[Selected excerpt — start]
COHEN: Are there good ways to demonstrate the value of NASA to the public?

TYSON: I think one of the greatest ways to assess the value of an agency to a nation is to do the following experiment: ask people how much money they think an agency gets. When they do it for NASA, they think it’s something like 10 percent of the federal budget. Then you tell people how much money they actually get. The ratio of those two numbers is the magnifier impact of every dollar spent. So the fact that everybody thinks NASA’s budget is ten to fifty times larger than it is tells you how successful NASA is at what it does. That should be celebrated. If NASA is so visible that people think it’s 10 percent of the federal budget when it’s six-tenths of one percent, somebody’s doing something right. There ought to be a government index that ranks agencies by how much money people think they’re getting. I bet NASA would come out at the top. I think the public needs to understand more than technology spinoffs. I think much too much has been made of spinoffs.

COHEN: Although people are not aware of how much useful technology NASA has developed.

TYSON: That’s true, and that story should be told no matter what. But I think NASA has a bigger story, a more noble story to tell. The exploration and research conducted by NASA have the potential to circumvent problems that right now we’re simply running away from.

COHEN: Like what?

TYSON: Mars once was wet and fertile. It’s now bone dry. Something bad happened on Mars. I want to know what happened on Mars so that we may prevent it from happening here on Earth. Venus has a runaway greenhouse effect. Something bad happened on Venus, too. It’s an experiment that has already run its course there; we don’t have the luxury of performing that experiment here on Earth. There are cosmic hazards that we were all ignorant of but certainly existed in 1900. We learned of them because of space exploration. For instance, asteroid impacts. One slammed into Earth 100 years ago this June in Tunguska, Siberia. We’re cataloguing asteroids so that if a big one is headed this way, we can go out and deflect the damn thing rather than build shelters and try to run away from it. Without a space program, you end up running away from problems, when in fact we have scientists, engineers, clever people who can actually stop the thing in the first place. That’s what vaccination was all about: instead of treating your symptoms, let’s prevent the disease in the first place. That’s taken for granted when it’s done by medicine. But with other dangers, people might say, “This tornado is big, we need a better shelter,” or, “I’ll build a levee so that I don’t get flooded next time,” rather than stopping the storm system in the first place. A great thing about science is that you can control many things once you understand them. You can’t just run away from problems all the time. Space exploration is a means of coming to understand our place in the universe because the universe is not always a garden of Eden. Sometimes it’s hostile. So I see this investment as buying into our space security.
[Selected excerpt — finish]
[Recorded information — start]
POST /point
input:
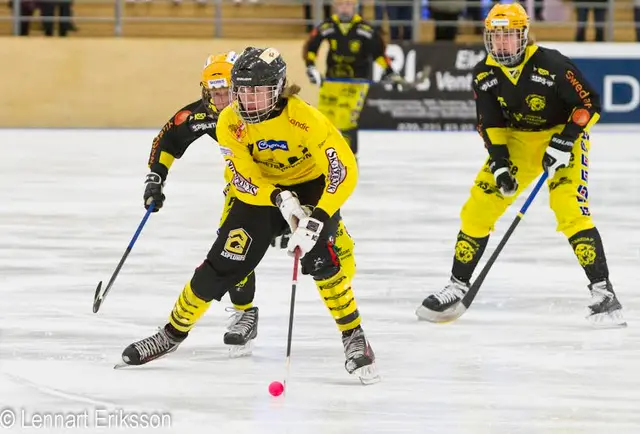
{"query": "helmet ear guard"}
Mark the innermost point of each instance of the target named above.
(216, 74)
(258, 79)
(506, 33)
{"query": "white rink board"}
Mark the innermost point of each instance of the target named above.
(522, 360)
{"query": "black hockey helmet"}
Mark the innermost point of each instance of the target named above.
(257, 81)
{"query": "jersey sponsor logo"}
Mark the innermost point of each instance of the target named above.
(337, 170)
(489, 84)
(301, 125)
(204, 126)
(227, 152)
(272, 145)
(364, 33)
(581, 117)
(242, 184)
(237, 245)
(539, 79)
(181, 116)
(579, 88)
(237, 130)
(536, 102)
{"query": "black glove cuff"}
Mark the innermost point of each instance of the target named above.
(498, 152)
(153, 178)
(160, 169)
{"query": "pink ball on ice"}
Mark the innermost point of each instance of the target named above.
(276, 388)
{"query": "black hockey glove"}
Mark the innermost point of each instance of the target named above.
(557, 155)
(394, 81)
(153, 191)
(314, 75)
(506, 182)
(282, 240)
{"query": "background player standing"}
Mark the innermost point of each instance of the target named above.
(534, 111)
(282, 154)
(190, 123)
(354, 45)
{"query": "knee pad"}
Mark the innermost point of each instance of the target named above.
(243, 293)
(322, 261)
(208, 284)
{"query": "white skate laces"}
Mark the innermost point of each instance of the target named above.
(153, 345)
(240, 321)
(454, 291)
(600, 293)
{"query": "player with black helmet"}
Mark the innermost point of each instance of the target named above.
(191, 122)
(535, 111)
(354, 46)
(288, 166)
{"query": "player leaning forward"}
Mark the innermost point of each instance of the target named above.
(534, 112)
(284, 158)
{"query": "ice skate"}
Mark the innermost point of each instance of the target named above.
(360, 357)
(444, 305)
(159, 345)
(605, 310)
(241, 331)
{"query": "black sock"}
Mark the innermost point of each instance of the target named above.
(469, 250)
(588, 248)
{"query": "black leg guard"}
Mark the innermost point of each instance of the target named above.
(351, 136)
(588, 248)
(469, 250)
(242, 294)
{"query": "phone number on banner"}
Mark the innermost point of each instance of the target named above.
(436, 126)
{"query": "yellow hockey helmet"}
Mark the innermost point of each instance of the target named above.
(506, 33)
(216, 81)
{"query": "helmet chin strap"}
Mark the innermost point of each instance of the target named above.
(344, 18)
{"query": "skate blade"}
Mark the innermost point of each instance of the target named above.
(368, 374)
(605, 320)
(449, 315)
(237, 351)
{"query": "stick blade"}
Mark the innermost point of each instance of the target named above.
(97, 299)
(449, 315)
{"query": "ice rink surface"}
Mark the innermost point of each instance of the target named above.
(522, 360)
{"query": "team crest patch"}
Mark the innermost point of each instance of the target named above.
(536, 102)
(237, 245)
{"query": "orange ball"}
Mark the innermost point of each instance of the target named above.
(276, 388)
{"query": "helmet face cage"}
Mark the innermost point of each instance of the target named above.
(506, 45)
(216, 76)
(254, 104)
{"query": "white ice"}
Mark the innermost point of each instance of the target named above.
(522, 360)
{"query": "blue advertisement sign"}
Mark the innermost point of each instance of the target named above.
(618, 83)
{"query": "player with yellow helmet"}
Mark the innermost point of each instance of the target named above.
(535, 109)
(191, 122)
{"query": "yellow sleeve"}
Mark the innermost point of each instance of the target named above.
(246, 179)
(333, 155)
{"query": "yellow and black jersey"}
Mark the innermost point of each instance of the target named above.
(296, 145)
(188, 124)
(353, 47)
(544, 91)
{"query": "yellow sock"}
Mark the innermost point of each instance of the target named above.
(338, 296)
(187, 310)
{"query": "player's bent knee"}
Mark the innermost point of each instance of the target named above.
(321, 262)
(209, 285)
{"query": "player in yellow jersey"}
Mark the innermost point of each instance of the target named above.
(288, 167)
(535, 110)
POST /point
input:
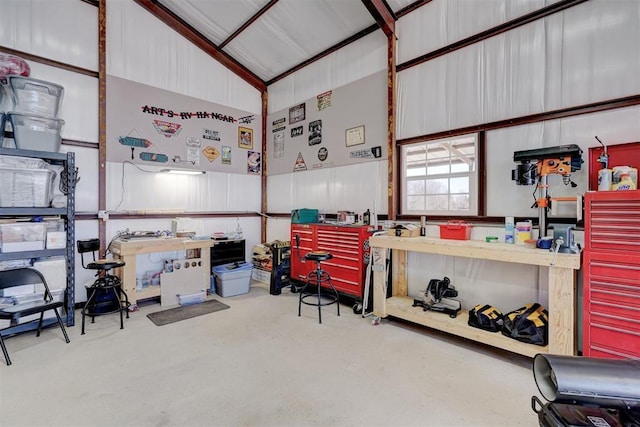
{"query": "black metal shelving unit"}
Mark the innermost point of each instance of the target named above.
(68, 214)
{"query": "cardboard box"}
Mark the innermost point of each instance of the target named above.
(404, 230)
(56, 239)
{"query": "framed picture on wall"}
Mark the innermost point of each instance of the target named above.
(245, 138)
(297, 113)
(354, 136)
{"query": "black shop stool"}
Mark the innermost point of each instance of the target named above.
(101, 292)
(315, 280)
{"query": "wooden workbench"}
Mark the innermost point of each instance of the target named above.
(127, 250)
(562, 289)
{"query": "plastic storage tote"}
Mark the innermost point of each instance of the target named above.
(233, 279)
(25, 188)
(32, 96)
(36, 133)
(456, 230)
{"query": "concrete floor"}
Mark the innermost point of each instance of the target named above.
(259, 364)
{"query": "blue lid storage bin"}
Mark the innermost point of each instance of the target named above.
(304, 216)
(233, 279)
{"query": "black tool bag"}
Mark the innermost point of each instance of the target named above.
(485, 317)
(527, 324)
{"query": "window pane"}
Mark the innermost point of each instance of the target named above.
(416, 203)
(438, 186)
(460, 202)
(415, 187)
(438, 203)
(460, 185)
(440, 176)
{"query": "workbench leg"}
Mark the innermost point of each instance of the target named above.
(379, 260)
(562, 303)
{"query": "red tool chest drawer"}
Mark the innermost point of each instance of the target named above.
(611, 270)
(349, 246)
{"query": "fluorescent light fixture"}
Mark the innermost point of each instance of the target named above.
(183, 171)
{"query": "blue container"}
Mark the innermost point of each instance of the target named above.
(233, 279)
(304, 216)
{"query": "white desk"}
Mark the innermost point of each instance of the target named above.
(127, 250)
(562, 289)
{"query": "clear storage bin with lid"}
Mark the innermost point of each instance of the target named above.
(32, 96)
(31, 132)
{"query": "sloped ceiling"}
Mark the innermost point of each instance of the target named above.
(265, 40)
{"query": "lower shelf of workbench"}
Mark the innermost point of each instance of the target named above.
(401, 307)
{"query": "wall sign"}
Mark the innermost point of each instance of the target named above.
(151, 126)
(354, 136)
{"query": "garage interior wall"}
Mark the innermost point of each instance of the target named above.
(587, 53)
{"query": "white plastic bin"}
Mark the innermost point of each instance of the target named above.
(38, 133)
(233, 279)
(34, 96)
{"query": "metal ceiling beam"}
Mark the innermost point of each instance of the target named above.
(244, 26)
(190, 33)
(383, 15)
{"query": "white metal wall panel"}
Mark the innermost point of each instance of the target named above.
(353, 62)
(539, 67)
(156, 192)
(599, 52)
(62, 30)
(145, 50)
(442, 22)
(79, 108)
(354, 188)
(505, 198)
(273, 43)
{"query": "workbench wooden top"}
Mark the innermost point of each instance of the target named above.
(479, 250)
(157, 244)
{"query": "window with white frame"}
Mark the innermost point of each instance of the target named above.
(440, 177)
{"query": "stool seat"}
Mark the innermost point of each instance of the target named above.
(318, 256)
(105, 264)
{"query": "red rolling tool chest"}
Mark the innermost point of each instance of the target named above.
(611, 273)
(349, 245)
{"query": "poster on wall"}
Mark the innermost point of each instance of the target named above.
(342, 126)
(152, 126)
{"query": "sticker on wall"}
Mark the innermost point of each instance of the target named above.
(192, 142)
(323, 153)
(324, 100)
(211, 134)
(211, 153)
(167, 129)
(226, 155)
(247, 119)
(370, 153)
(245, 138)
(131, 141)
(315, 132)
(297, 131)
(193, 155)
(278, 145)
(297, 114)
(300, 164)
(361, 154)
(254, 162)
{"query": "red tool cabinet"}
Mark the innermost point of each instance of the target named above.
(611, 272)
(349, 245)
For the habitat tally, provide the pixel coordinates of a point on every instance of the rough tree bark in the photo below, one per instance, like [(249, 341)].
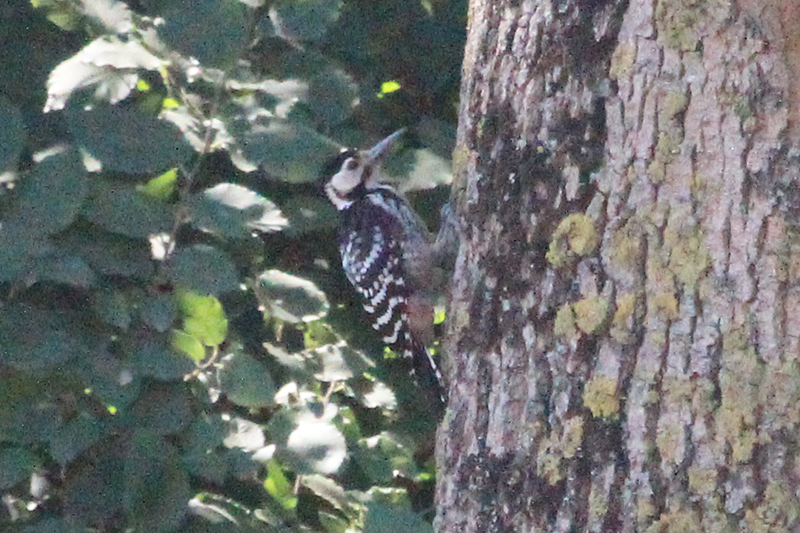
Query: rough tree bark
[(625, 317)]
[Recorded information — finish]
[Recorded information — start]
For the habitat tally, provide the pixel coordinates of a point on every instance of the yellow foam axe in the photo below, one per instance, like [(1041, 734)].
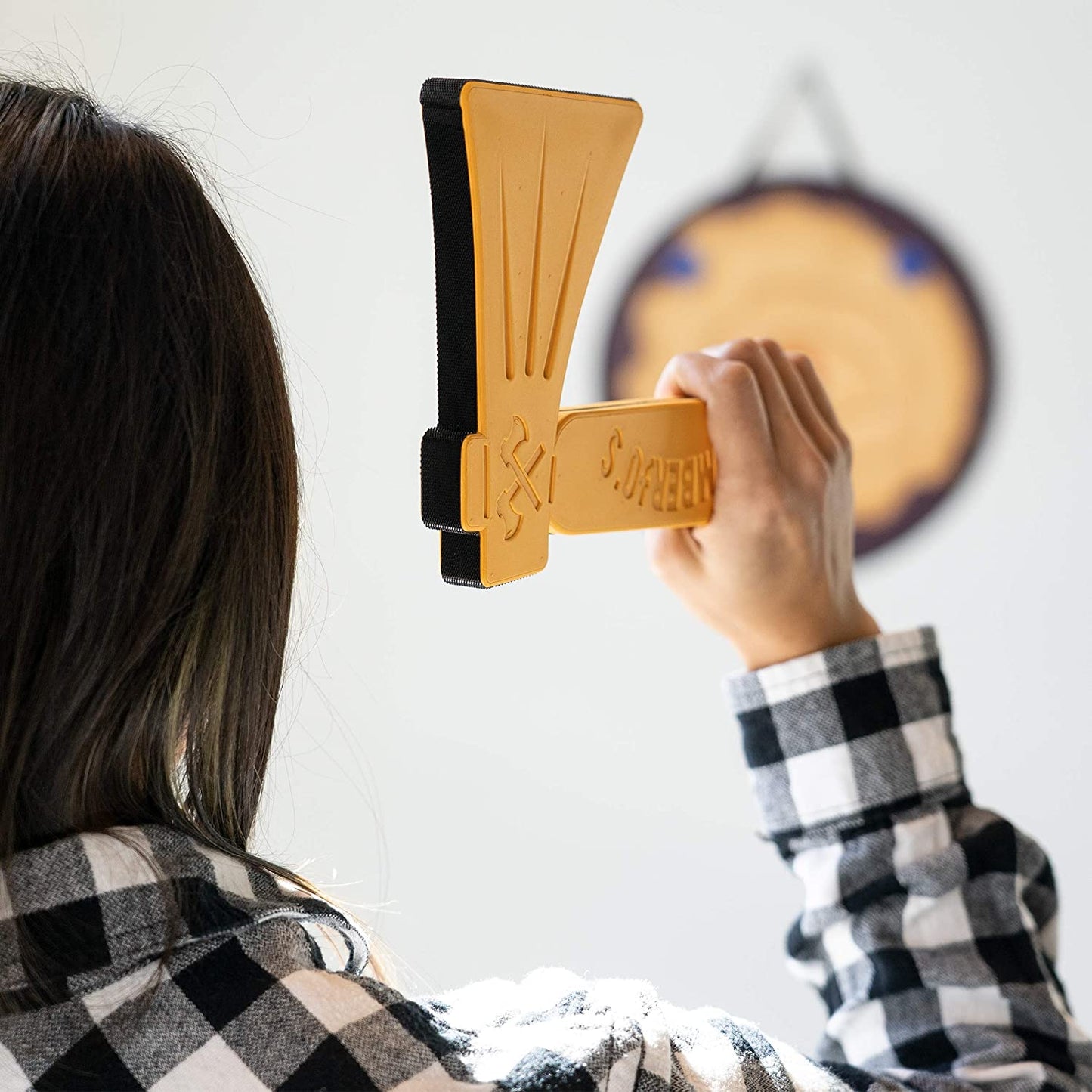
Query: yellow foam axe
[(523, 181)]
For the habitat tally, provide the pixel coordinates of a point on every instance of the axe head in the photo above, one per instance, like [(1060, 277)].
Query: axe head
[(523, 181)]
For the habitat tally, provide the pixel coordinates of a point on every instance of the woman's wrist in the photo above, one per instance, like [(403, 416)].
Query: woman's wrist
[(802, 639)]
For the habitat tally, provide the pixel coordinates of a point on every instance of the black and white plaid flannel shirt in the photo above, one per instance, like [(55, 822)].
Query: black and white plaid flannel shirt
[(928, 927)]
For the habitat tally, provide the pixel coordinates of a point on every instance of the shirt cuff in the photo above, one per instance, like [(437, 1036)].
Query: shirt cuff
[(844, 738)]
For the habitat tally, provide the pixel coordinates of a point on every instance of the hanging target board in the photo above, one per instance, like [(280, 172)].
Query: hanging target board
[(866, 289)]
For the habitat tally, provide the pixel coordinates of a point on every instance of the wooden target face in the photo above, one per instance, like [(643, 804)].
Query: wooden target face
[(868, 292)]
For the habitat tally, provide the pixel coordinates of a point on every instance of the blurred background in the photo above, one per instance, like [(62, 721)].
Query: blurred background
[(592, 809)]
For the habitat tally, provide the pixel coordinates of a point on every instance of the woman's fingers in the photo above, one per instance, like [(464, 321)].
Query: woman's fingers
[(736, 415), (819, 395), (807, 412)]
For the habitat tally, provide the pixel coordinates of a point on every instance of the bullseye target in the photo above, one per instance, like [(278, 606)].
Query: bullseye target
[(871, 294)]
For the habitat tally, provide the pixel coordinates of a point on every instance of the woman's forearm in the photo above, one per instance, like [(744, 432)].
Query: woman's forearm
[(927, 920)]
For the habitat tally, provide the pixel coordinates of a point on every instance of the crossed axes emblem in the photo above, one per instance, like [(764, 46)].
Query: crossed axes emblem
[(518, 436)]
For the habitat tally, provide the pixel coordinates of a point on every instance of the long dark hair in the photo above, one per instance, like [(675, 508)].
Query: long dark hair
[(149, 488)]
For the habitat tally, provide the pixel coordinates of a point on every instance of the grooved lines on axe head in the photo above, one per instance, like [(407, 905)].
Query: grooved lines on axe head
[Recorded information — finish]
What to work on >>
**1.** According to the NASA interview, what share of the federal budget does NASA actually receive?
**2.** Extend the interview about NASA's value to the public, picking up after its final sentence.

Answers to the problems >>
**1.** Six-tenths of one percent.

**2.**
COHEN: One or more of the presidential candidates has talked about using most of NASA’s money for Earth-related missions.

TYSON: You want some money on the earth, but if you always concentrate on the earth, you miss the stuff coming in from outside. Not only that. Discovering that which was unknown to the generation before you is a noble quest. Only the greatest of civilizations have had the luxury to do that. America is the country I want to live in because that is the kind of legacy we have enjoyed. I recently gave a talk to 900 people and the last question of the day was, “Suppose, in the new administration, everyone votes to cancel all science projects and devote the money to programs that help people. If you were given the choice of one and only one science project to have happen, what would that be?” You know what I’d do? I’d use that money to build a boat and sail to a country that’s investing in science projects. America would no longer be the country I grew up in, the one that believes we’ll have a tomorrow different from today because we’ve funded creative people whose goal in life is to make a better world.